Trecho da fonte |
Luis Dufaur Escritor, jornalista, conferencista de política internacional, sócio do IPCO, webmaster de diversos blogs |
O “Brexit” constituiu um formidável abalo para os promotores de uma República Universal. Ainda se discute o que é que advirá na Europa.
Mas, alguns arguem que a União Europeia não é necessária ou intrinsecamente ruim, mas é algo conveniente imposto por uma história de séculos de guerras.
Podem acrescentar até que a crescente agressividade demonstrada pela Rússia obriga ainda mais os países europeus a estreitarem forças contra o perigo comum.
Então, perguntam, a paz não exigiria formar uma imensa união de Portugal até os confins da Rússia, ainda que sacrificando as nacionalidades históricas?
O dilema União Europeia SIM vs União Europeia NÃO, tem uma terceira opção, que essa sim reúne as vantagens da União e afasta suas desvantagens.
Trata-se da Cristandade que teve sua organização internacional acabada no Sacro Império Romano Germânico instituído pela Igreja Católica na pessoa de Carlos Magno.
Vejamos como desenvolve o caso o Dr. Plinio Corrêa de Oliveira, que em vida foi professor de História Moderna e Contemporânea na PUC-SP:
Se se pergunta se é uma novidade a Federação, a resposta deve ser negativa.
Coroa dos Imperadores do Sacro Império
A Europa já constituiu, em outros tempos, um grande todo de natureza federal, pelo menos no sentido muito amplo e muito genérico da palavra.
Em 476, o Império Romano do Ocidente deixou de existir.
O território, europeu, coberto de hordas bárbaras, não possuía Estados definidos e de fronteiras duráveis.
Era toda uma efervescência de selvajaria, que só foi amainando à medida que a ação dos grandes missionários assegurou, um pouco por toda parte, um início de pujante germinação para a semente evangélica.
A esta altura, tornando os costumes menos rudes, a vida menos incerta e turbilhonante, a ignorância menos espessa, estava constituída na Europa um grande conglomerado de povos cristãos que, por sobre todas as suas diversidades naturais, estavam unidos por dois vínculos comuns profundos, nascidos de um grande amor, e de um grande perigo:
a) - sinceramente, profundamente cristão, adorando pois em espírito e verdade (e não apenas em palavras e rotina) a Nosso Senhor Jesus Cristo, amavam e desejavam verdadeiramente praticar a Sua Lei, e estavam convictos de sua missão de estender o domínio desta Lei até os últimos confins da terra,b) - como fruto desta fé coerente e robusta reinava em todos os espíritos um mesmo modo de conceber o homem, a família, as relações sociais, a dor, a alegria, a glória, a humildade, a inocência, o pecado, a emenda, o perdão, a riqueza, o poder, a nobreza, a coragem, em uma palavra, a vida,
São Leão III coroa Carlos Magno e restaura o Império Romano de Ocidente,
que passou a ser o Sacro Império Romano Alemão
c) - daí, também, uma forte e substancial unidade de cultura e civilização, a despeito de variantes locais prodigiosamente ricas em cada nação, em cada região, e em cada feudo ou cidade;
d) - diante da dupla pressão dos sarracenos vindos da África, e dos pagãos vindos do Oriente da Europa, a ideia de um imenso risco comum, em que todos deviam auxiliar a todos, para uma vitória que seria de todos.

Exercício 1 | De acordo com o trecho da fonte, em que ano o Império Romano do Ocidente deixou de existir?
Exercício 2 | No começo do trecho da fonte, Luis Dufaur aparece com algumas descrições. Escreva todas elas.

Dados fornecidos |
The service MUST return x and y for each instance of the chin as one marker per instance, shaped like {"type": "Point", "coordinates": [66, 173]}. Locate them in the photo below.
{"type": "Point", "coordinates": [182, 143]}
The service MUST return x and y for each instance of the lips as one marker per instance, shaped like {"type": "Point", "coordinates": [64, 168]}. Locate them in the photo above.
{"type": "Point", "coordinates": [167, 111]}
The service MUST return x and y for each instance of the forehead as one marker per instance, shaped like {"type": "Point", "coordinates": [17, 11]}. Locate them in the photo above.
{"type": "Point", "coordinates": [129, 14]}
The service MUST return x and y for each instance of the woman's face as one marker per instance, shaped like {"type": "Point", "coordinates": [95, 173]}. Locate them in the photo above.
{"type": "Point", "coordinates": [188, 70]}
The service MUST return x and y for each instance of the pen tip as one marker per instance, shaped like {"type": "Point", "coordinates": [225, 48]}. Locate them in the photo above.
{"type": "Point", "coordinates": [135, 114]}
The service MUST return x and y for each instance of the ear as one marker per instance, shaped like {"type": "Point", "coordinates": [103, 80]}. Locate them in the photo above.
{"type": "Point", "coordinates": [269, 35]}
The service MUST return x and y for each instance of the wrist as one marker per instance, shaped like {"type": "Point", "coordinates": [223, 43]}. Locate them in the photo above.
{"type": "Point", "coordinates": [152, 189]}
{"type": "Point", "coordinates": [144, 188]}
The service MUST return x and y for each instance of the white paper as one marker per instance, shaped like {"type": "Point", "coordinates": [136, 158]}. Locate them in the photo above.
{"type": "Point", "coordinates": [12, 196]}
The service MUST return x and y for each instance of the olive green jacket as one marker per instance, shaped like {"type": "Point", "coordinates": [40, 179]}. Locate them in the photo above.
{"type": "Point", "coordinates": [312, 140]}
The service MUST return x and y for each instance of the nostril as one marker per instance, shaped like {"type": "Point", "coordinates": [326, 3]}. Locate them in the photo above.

Resposta escrita 1 | Em 476.

Resposta escrita 2 | Escritor, jornalista, conferencista de política internacional, sócio do IPCO e webmaster de diversos blogs.